**DATA FOR THIS TASK:**
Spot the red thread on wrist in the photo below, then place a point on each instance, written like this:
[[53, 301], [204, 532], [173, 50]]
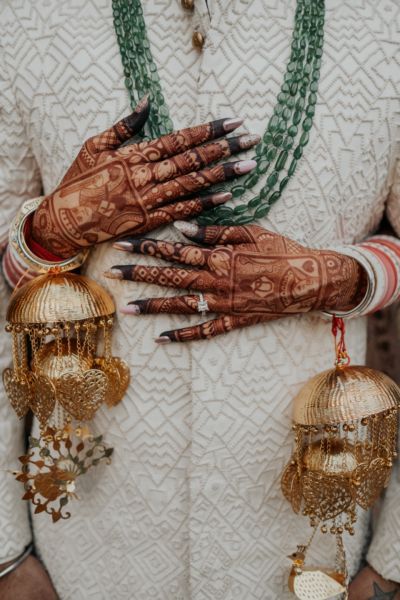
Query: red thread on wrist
[[36, 248]]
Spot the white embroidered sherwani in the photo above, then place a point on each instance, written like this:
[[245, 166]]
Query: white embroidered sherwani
[[191, 508]]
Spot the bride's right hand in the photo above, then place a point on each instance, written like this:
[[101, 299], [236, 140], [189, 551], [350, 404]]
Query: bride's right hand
[[114, 188]]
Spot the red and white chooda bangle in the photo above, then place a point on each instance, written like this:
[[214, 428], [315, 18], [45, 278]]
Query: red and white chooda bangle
[[380, 257]]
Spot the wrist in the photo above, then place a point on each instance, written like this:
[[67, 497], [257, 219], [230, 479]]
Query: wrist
[[47, 236], [346, 282]]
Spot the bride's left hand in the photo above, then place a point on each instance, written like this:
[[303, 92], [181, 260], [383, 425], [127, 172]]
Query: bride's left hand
[[246, 274]]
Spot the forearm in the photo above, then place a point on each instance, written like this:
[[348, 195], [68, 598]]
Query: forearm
[[378, 282]]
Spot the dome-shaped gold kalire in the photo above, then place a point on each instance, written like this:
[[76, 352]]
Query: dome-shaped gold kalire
[[344, 394], [63, 371], [53, 298], [345, 423]]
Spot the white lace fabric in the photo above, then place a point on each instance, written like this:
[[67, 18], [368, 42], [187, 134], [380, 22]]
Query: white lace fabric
[[191, 508]]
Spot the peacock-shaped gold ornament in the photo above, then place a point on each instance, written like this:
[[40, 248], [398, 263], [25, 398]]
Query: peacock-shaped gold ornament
[[345, 424], [63, 371]]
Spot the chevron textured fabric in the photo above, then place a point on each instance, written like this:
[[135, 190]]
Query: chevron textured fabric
[[191, 508]]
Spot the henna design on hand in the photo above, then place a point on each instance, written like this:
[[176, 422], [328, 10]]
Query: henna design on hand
[[247, 274], [115, 187]]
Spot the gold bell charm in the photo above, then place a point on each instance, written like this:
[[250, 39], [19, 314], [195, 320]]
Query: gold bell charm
[[63, 371], [345, 425]]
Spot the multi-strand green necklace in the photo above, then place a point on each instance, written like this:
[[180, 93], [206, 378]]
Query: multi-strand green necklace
[[288, 130]]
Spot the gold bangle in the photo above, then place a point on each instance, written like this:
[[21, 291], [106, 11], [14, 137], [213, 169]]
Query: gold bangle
[[25, 255]]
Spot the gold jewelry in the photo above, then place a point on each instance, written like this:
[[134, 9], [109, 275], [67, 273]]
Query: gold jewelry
[[202, 305], [63, 371], [345, 425], [26, 256]]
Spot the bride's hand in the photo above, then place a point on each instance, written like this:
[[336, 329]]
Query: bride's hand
[[247, 274], [114, 188]]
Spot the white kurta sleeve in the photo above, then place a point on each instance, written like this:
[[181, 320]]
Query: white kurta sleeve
[[19, 180], [384, 550]]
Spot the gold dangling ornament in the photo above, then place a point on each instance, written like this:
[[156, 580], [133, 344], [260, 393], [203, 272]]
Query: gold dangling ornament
[[345, 426], [63, 371]]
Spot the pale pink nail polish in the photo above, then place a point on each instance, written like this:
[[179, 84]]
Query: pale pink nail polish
[[249, 140], [244, 166], [231, 124], [130, 309], [123, 245], [189, 229], [113, 274], [164, 339]]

**WHAT TO WORK ON:** Everything starting at the line containing "[[303, 92], [181, 260], [383, 425], [127, 172]]" and ending at the line containing "[[135, 190]]" in the records above should be repeated exactly, and only that.

**RESULT FOR THIS EXERCISE:**
[[303, 92], [181, 260], [383, 425], [127, 172]]
Query: bride's left hand
[[246, 274]]
Spot the forearm in the photo above, then place a point on each instance, written like this:
[[348, 195], [68, 598]]
Query: forearm
[[378, 282]]
Spot the dome-shaped gold kalire in the photo above, then place a point on each instance, written like this:
[[76, 352]]
Query: dome-shaped gold kalire
[[344, 394], [63, 371], [53, 298], [345, 423]]
Spot the white lace fabric in the photo above, then place a point on each instance, written like this:
[[67, 18], [368, 42], [187, 134], [380, 22]]
Query: white lace fabric
[[191, 508]]
Spot the peacock-shaped gold ornament in the photo above, then place a point on each instance, written like this:
[[40, 248], [398, 263], [25, 398]]
Query: peacock-shaped gold ornament
[[345, 424], [63, 371]]
Spot the chevron textured fabric in the photo above, then place a point on each instance, written like this:
[[135, 190]]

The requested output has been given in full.